#### THE PROBLEM:
Locate each line in the data below that contains the word "woman", treating uppercase and lowercase as different, and copy those lines out.
* Begin RECORD EXTRACTS *
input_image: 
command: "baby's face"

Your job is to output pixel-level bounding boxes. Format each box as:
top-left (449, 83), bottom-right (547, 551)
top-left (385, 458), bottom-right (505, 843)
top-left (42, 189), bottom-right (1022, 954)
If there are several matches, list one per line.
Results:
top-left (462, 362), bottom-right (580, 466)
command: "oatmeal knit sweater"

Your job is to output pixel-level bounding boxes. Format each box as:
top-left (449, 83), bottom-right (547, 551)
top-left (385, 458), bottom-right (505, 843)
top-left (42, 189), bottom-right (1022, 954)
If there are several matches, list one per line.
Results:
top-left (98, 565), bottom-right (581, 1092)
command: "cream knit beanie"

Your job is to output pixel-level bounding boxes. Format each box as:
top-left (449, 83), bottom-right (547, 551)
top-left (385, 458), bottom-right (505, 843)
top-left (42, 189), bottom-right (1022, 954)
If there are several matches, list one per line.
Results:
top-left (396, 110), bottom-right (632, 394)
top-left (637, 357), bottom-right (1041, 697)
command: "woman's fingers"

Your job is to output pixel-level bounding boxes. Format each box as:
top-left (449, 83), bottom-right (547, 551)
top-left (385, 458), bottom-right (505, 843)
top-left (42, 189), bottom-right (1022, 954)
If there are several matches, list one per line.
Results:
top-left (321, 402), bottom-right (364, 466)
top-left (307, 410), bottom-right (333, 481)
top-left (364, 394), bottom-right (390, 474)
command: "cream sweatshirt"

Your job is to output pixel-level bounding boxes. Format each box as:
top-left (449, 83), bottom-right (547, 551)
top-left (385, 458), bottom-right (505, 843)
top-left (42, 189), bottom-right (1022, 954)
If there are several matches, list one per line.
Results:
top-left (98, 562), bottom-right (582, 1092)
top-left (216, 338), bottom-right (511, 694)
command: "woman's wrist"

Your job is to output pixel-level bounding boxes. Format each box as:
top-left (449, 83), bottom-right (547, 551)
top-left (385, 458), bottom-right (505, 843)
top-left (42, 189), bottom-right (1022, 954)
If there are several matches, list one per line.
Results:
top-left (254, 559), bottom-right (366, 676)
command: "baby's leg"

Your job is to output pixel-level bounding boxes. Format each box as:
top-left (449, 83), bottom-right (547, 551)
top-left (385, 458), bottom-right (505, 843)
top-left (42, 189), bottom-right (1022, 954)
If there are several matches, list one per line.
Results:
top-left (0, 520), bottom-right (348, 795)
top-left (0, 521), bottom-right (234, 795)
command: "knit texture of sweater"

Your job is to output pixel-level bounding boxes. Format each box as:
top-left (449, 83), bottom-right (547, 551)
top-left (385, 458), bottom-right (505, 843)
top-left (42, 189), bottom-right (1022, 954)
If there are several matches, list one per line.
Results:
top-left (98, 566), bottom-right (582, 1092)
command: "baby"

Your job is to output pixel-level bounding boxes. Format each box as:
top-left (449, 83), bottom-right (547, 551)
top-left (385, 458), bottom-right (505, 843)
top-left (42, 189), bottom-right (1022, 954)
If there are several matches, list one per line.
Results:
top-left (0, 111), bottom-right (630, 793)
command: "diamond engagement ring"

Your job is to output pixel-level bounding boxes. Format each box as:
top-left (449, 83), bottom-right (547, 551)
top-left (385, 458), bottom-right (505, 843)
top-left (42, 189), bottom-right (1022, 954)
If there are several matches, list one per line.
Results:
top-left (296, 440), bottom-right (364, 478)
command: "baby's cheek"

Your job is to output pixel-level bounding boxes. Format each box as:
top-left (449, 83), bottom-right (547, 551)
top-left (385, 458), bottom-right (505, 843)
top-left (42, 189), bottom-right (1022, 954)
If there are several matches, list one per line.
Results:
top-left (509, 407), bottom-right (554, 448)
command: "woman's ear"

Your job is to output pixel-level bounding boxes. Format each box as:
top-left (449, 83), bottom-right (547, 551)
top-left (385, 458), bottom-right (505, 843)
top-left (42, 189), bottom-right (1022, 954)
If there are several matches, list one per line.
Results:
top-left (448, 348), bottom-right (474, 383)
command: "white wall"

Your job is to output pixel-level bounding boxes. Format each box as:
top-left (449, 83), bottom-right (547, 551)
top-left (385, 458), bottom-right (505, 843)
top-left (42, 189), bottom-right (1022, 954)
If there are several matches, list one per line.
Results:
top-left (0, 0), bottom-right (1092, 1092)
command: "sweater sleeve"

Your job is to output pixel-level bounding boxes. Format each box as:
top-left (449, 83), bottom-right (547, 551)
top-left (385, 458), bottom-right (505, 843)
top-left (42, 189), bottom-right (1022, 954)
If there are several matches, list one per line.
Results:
* End RECORD EXTRACTS *
#### EXERCISE RESULT:
command: "woman's fingers"
command: "woman's wrist"
command: "woman's ear"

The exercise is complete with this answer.